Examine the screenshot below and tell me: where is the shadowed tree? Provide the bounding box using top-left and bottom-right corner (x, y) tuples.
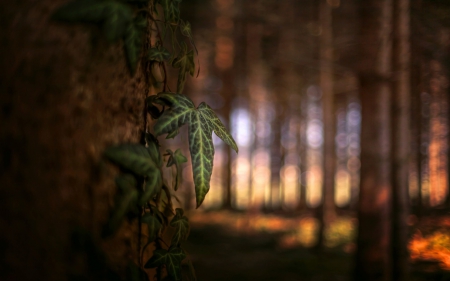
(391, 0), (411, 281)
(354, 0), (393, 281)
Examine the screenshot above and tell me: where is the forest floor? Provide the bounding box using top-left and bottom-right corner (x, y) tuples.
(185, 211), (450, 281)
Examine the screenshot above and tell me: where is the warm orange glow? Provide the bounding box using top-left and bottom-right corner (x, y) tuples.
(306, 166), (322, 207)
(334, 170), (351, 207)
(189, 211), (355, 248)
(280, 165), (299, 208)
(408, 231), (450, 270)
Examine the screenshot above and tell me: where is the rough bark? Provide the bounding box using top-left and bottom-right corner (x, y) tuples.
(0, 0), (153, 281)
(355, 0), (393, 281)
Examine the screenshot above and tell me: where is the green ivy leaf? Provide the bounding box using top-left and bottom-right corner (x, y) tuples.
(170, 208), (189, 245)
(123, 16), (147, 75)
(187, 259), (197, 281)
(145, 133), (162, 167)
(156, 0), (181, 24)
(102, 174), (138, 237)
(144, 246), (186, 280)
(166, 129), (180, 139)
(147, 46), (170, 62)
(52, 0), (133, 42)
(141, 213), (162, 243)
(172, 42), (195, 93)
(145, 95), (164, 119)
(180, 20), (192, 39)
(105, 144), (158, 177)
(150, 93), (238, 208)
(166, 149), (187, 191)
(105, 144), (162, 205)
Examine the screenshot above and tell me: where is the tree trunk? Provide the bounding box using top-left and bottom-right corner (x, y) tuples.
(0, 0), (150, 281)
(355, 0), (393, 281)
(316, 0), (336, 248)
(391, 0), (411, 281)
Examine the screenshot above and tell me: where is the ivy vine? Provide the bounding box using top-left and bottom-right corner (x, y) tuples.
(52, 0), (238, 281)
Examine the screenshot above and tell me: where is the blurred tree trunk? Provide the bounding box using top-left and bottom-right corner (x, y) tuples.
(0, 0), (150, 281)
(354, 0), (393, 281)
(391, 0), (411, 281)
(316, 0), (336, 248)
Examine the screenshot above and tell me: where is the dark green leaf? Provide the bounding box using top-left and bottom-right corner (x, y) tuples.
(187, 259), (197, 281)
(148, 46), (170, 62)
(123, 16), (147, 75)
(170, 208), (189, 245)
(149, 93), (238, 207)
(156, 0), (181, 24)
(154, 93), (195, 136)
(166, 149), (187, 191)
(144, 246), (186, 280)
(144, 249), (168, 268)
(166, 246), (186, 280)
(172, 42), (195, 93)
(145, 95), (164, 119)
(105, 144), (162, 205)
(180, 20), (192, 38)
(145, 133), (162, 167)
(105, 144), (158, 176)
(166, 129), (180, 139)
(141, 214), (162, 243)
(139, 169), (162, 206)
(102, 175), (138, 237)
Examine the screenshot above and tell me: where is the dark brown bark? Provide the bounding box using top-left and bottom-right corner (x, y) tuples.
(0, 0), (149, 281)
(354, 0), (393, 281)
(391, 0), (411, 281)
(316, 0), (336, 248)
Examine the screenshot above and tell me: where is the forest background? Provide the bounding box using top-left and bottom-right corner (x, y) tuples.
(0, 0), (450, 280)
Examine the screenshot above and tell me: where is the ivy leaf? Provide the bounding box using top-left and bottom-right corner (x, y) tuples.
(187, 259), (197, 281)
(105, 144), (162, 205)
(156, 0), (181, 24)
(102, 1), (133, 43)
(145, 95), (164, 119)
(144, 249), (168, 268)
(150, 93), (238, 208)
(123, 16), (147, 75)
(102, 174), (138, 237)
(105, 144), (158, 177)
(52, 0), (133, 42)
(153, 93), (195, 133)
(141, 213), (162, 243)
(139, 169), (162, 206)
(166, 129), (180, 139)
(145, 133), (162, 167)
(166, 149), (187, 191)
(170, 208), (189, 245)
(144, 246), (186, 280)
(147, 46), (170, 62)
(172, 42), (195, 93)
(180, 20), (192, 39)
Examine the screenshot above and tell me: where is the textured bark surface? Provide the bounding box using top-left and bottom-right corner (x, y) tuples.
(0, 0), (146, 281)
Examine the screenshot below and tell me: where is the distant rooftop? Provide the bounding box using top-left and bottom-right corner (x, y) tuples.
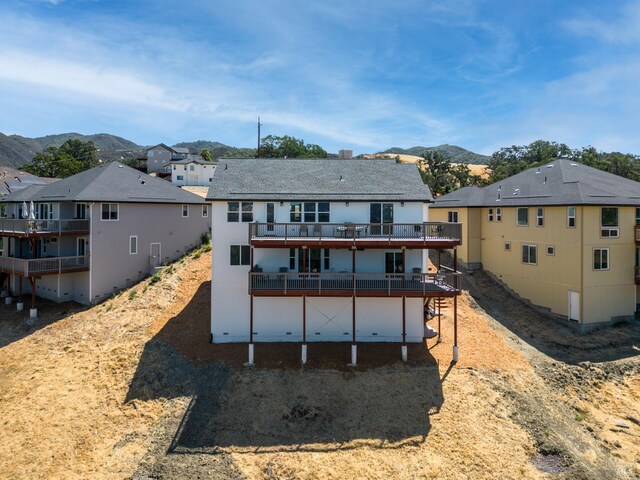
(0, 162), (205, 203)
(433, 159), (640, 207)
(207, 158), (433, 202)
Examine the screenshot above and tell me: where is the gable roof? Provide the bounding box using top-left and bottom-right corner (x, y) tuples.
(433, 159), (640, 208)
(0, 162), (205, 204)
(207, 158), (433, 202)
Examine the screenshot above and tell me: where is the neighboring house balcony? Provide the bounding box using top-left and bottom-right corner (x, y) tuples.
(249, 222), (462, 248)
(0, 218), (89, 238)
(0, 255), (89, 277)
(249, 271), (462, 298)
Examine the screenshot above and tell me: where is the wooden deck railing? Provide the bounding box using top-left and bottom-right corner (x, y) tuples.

= Stated problem =
Write out again the lines from the one containing "Examine the screenshot above and tell me: where is the gable" through the end of the lines. Shift every bounding-box coordinate up by 55 and leave all other text as it is.

= Correct answer =
Examine the screenshot above and tell me: where is the gable roof? Provide the bounding box using top-left and bottom-right corner (x, y) tuples.
(488, 214), (695, 263)
(55, 217), (260, 259)
(262, 213), (488, 257)
Examine the screenshot above and tell me: where is the neighboring house balcony? Provide the bounding box using top-left and bottom-right corner (x, y) tuples.
(304, 277), (517, 303)
(55, 273), (144, 293)
(55, 310), (144, 332)
(304, 326), (517, 353)
Examine the screenshot above and tell me: where is the wooden deck railing? Provide the bounding box using top-left and bottom-right corner (x, y) tuples.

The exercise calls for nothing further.